(Stored entries)
________________________

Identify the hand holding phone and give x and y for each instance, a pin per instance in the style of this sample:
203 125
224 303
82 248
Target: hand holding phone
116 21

________________________

**Directions for this task**
A word-for-word copy of the data is the expected answer.

**Exercise output**
Identify the hand holding phone and give x and y for each instance, a pin per instance in the style of this sample:
203 125
224 303
82 248
Target: hand holding phone
116 21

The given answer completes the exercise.